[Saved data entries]
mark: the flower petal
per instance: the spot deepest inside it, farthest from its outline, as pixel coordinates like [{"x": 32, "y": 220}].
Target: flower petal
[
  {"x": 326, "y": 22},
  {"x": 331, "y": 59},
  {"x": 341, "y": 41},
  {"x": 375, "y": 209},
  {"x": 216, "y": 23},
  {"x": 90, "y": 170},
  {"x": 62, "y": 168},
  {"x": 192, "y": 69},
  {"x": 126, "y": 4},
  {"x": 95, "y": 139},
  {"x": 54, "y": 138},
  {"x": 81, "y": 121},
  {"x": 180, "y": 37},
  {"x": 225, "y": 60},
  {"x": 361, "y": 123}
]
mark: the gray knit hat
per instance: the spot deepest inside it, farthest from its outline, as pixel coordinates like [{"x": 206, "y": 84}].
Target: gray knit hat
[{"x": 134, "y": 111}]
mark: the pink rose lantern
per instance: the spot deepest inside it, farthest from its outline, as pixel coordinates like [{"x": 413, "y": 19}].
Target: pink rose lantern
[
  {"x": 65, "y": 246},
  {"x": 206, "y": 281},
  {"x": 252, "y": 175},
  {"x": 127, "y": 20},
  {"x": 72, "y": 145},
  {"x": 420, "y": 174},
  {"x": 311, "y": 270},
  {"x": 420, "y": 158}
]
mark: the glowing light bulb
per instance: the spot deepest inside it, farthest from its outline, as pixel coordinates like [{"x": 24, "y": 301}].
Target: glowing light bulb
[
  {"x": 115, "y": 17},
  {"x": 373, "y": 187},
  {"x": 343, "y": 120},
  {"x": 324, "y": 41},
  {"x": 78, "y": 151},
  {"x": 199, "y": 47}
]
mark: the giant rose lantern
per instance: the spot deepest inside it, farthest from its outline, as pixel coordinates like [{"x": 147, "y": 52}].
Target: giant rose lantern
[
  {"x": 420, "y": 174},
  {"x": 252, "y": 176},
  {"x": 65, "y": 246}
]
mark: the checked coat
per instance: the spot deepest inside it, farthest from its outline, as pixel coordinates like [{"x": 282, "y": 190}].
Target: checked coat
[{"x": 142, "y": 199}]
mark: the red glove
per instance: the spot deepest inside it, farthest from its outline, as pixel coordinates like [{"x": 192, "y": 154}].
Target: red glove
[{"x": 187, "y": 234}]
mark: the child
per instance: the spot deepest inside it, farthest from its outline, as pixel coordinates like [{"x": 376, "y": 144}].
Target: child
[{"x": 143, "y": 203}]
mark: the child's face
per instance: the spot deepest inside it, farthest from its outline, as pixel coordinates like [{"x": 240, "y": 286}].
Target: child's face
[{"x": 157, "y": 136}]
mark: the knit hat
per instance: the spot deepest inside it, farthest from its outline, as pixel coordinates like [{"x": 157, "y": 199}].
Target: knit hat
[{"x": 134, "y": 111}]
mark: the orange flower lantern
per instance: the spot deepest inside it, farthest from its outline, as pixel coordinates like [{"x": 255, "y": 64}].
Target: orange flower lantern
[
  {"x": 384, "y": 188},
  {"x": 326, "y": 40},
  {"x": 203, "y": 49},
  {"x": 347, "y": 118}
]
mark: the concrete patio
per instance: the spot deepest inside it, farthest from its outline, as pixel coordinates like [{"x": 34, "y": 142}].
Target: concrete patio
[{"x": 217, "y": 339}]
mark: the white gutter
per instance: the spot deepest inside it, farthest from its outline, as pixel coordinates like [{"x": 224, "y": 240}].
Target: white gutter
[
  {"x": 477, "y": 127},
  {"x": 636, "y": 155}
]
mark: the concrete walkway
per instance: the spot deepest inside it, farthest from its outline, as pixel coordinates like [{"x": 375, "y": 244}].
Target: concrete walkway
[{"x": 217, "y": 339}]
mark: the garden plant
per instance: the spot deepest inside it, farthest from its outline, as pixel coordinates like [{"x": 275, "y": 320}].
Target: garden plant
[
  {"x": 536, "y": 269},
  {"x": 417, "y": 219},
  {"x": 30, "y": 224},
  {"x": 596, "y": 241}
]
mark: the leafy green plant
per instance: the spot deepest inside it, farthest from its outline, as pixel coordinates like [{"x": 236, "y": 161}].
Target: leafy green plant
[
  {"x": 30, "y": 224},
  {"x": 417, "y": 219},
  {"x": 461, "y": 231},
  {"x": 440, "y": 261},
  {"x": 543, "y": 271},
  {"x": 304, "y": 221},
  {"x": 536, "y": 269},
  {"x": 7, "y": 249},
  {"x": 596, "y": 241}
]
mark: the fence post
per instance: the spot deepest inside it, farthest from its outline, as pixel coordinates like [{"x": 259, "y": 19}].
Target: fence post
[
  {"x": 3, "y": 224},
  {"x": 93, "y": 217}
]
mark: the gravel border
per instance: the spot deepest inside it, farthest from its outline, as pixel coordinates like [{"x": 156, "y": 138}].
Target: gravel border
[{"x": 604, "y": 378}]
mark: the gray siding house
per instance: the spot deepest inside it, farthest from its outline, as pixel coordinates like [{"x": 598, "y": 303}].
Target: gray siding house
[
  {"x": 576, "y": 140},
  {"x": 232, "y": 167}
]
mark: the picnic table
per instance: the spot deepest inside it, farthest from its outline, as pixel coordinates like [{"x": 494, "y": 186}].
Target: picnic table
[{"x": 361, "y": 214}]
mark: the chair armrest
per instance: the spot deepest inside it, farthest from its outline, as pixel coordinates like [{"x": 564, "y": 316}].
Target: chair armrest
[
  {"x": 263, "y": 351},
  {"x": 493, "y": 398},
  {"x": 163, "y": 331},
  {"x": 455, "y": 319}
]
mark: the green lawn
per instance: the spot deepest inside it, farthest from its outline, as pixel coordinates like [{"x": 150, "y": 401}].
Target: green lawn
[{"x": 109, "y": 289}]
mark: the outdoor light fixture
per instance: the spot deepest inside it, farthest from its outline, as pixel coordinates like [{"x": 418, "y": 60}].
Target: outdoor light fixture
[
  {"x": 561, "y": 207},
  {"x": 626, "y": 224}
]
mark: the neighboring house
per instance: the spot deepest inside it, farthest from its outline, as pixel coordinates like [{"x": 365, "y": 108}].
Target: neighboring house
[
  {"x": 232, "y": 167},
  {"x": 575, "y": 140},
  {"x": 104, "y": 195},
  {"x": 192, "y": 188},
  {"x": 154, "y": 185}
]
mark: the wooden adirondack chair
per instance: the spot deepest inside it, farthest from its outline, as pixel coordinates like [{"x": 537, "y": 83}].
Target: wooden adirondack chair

§ ACTIVITY:
Each record above should be repeated exactly.

§ TASK OUTPUT:
mark: the flower petal
per instance: the spot deepest inside it, farthest from its outline, as pixel coordinates like [{"x": 32, "y": 220}].
Target: flower petal
[
  {"x": 326, "y": 22},
  {"x": 331, "y": 59},
  {"x": 341, "y": 41},
  {"x": 375, "y": 209},
  {"x": 216, "y": 23},
  {"x": 90, "y": 170},
  {"x": 62, "y": 168},
  {"x": 192, "y": 69},
  {"x": 126, "y": 4},
  {"x": 95, "y": 139},
  {"x": 54, "y": 138},
  {"x": 81, "y": 121},
  {"x": 180, "y": 37},
  {"x": 225, "y": 60},
  {"x": 361, "y": 123}
]
mark: the gray knit hat
per instance: the spot deepest inside it, farthest from its outline, as pixel coordinates like [{"x": 206, "y": 84}].
Target: gray knit hat
[{"x": 134, "y": 111}]
mark: the pink rose lantern
per instance: the spot deepest inside it, farthest from its outline, as pixel coordinates like [{"x": 413, "y": 19}].
Target: pink rose lantern
[
  {"x": 65, "y": 246},
  {"x": 206, "y": 281},
  {"x": 252, "y": 175},
  {"x": 127, "y": 20},
  {"x": 72, "y": 145},
  {"x": 420, "y": 174},
  {"x": 311, "y": 270},
  {"x": 420, "y": 158}
]
mark: the glowing light bulb
per instance: the spot deepest inside it, farthest from its outline, as pixel coordinates like [{"x": 24, "y": 301}].
Target: glowing light bulb
[
  {"x": 115, "y": 17},
  {"x": 373, "y": 187},
  {"x": 343, "y": 120},
  {"x": 324, "y": 41},
  {"x": 78, "y": 151},
  {"x": 199, "y": 47}
]
mark: the giant rose lantern
per instance: the spot deepest inside it, farthest from its outline, as pixel coordinates like [{"x": 147, "y": 52}].
Target: giant rose lantern
[
  {"x": 420, "y": 174},
  {"x": 252, "y": 176},
  {"x": 65, "y": 246}
]
mark: the checked coat
per instance: the spot deepest inside it, farthest from its outline, as pixel coordinates like [{"x": 282, "y": 190}].
Target: checked coat
[{"x": 142, "y": 199}]
mark: the red glove
per instance: the spot deepest inside it, farthest from its outline, as pixel coordinates like [{"x": 192, "y": 154}].
Target: red glove
[{"x": 187, "y": 234}]
mark: the child
per instance: the spot deepest inside it, farthest from its outline, as pixel coordinates like [{"x": 376, "y": 144}].
Target: child
[{"x": 143, "y": 203}]
mark: the child's face
per instance: the spot deepest inside it, farthest from its outline, as pixel coordinates like [{"x": 240, "y": 286}].
Target: child's face
[{"x": 157, "y": 136}]
mark: the knit hat
per instance: the spot deepest inside it, farthest from its outline, as pixel coordinates like [{"x": 157, "y": 199}].
Target: knit hat
[{"x": 134, "y": 111}]
mark: the orange flower lantern
per instance: the spot deepest inside it, farthest from its outline, as pixel coordinates like [{"x": 255, "y": 64}].
Target: orange flower lantern
[
  {"x": 384, "y": 188},
  {"x": 326, "y": 40},
  {"x": 203, "y": 49},
  {"x": 347, "y": 118}
]
mark: the concrete patio
per instance: the spot deepest inside it, farthest from its outline, as pixel coordinates like [{"x": 34, "y": 142}].
Target: concrete patio
[{"x": 217, "y": 339}]
mark: the white gutter
per instance: the spot deepest inside it, farthest from its outline, as pixel coordinates like [{"x": 224, "y": 240}].
Target: white gutter
[
  {"x": 477, "y": 127},
  {"x": 636, "y": 155}
]
mark: the concrete walkway
per instance: the spot deepest inside it, farthest from its outline, as pixel coordinates like [{"x": 375, "y": 244}].
Target: concrete walkway
[{"x": 217, "y": 339}]
mark: the garden plant
per instance: the spot deepest inside it, farthest from its outline, as pixel coordinates like [{"x": 275, "y": 320}].
Target: garden plant
[
  {"x": 536, "y": 269},
  {"x": 417, "y": 219},
  {"x": 30, "y": 224},
  {"x": 596, "y": 241}
]
mark: the leafy green plant
per instance: the spot deepest inside it, farthest from its outline, as pixel coordinates like [{"x": 236, "y": 161}].
Target: leafy green plant
[
  {"x": 30, "y": 224},
  {"x": 417, "y": 219},
  {"x": 461, "y": 231},
  {"x": 440, "y": 261},
  {"x": 543, "y": 271},
  {"x": 304, "y": 221},
  {"x": 536, "y": 269},
  {"x": 7, "y": 249},
  {"x": 596, "y": 241}
]
mark: the fence post
per instance: the spot deepest inside it, farthest from its outline, as pixel coordinates like [{"x": 259, "y": 19}].
Target: fence post
[
  {"x": 3, "y": 224},
  {"x": 93, "y": 217}
]
mark: the gravel border
per instance: the spot deepest inside it, farthest from its outline, as pixel coordinates like [{"x": 156, "y": 138}].
Target: gravel border
[{"x": 604, "y": 378}]
mark: the gray siding house
per instance: the spot deepest inside it, farthest from its outline, as pixel coordinates like [{"x": 598, "y": 303}].
Target: gray siding house
[
  {"x": 576, "y": 140},
  {"x": 232, "y": 167}
]
mark: the picnic table
per instance: the spot deepest inside it, farthest from its outline, as pixel coordinates like [{"x": 494, "y": 186}].
Target: picnic table
[{"x": 361, "y": 214}]
mark: the chair armrest
per instance: the spot deepest inside it, farthest from its outline, as pixel coordinates like [{"x": 564, "y": 316}].
Target: chair armrest
[
  {"x": 263, "y": 351},
  {"x": 493, "y": 398},
  {"x": 163, "y": 331},
  {"x": 455, "y": 319}
]
mark: the green lawn
per instance: the spot deepest inside it, farthest from its outline, as pixel coordinates like [{"x": 150, "y": 401}].
Target: green lawn
[{"x": 109, "y": 289}]
mark: the outdoor light fixture
per instance: the spot deepest inside it, farthest from its outline, as pixel coordinates like [{"x": 418, "y": 60}].
Target: outdoor light fixture
[
  {"x": 561, "y": 207},
  {"x": 626, "y": 224}
]
mark: the neighboring house
per instance: the spot deepest inside it, farthest from its outline, as pixel coordinates like [{"x": 365, "y": 108}].
Target: neighboring house
[
  {"x": 232, "y": 167},
  {"x": 575, "y": 140},
  {"x": 104, "y": 195},
  {"x": 192, "y": 188},
  {"x": 154, "y": 185}
]
mark: the wooden adirondack chair
per instance: the spot deepest inside it, farthest from its outline, as pixel coordinates like [{"x": 537, "y": 83}].
Target: wooden adirondack chair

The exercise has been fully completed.